→ **WHAT IS BEING ASKED**: Produce again, without any change, the lines running from the one with "Where can you see the corrugated" through the final line of the data below, and only those.

→ **EXTRACTED MATERIAL**:
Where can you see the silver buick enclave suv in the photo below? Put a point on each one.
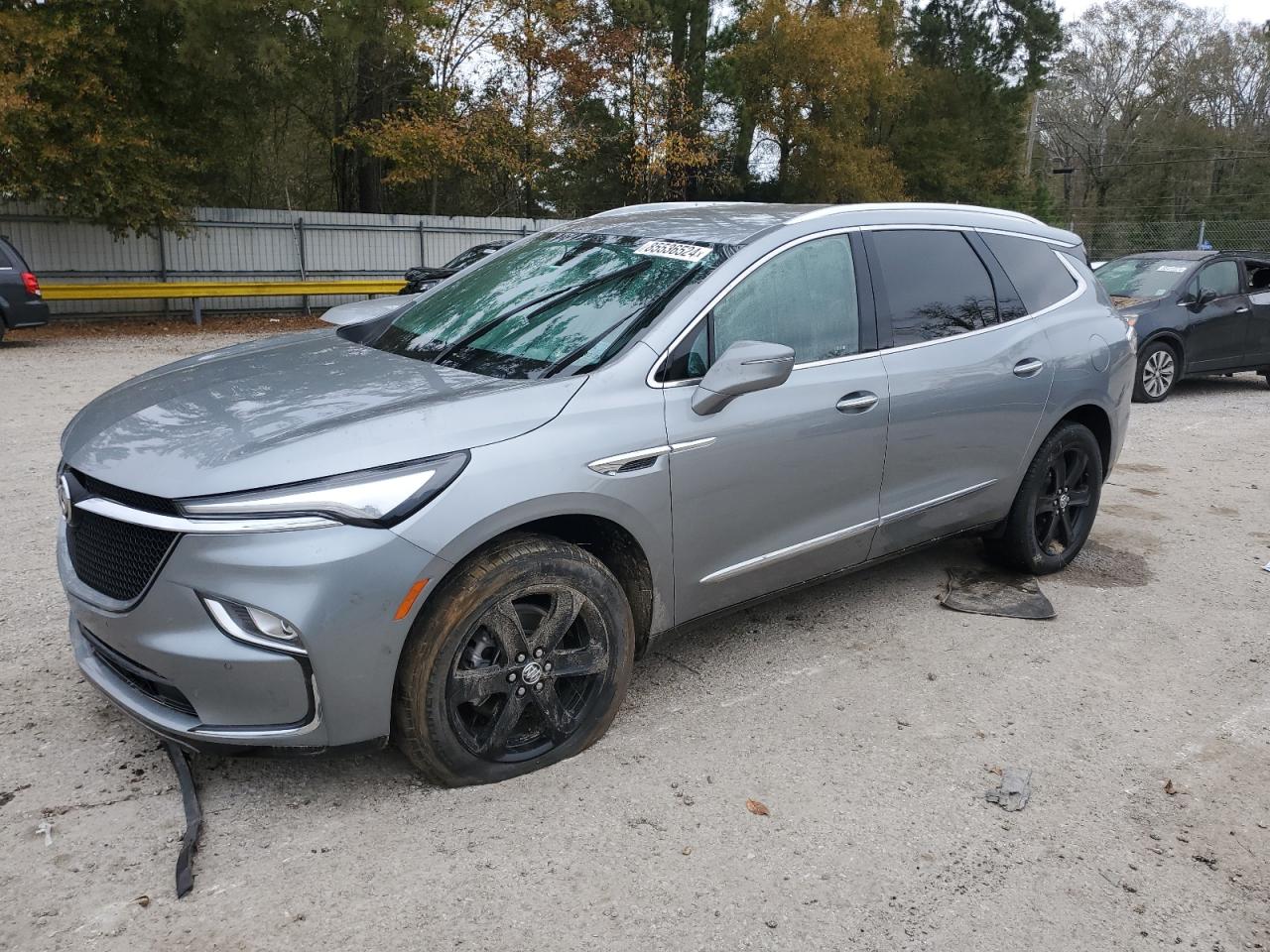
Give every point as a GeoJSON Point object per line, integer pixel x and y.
{"type": "Point", "coordinates": [458, 524]}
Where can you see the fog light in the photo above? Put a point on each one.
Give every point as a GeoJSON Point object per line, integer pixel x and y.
{"type": "Point", "coordinates": [254, 626]}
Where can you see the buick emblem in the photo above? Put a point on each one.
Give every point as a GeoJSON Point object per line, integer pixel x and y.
{"type": "Point", "coordinates": [64, 498]}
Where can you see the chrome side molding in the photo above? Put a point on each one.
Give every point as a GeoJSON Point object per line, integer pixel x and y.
{"type": "Point", "coordinates": [931, 503]}
{"type": "Point", "coordinates": [613, 465]}
{"type": "Point", "coordinates": [829, 538]}
{"type": "Point", "coordinates": [790, 551]}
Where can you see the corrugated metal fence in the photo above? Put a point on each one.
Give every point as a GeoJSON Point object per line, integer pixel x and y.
{"type": "Point", "coordinates": [244, 244]}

→ **EXERCISE SOLUTION**:
Where can you see the corrugated metal fence in the photo above? Put a point on each one.
Give every point as a GeoJSON Point object per line, integer pixel x and y.
{"type": "Point", "coordinates": [244, 244]}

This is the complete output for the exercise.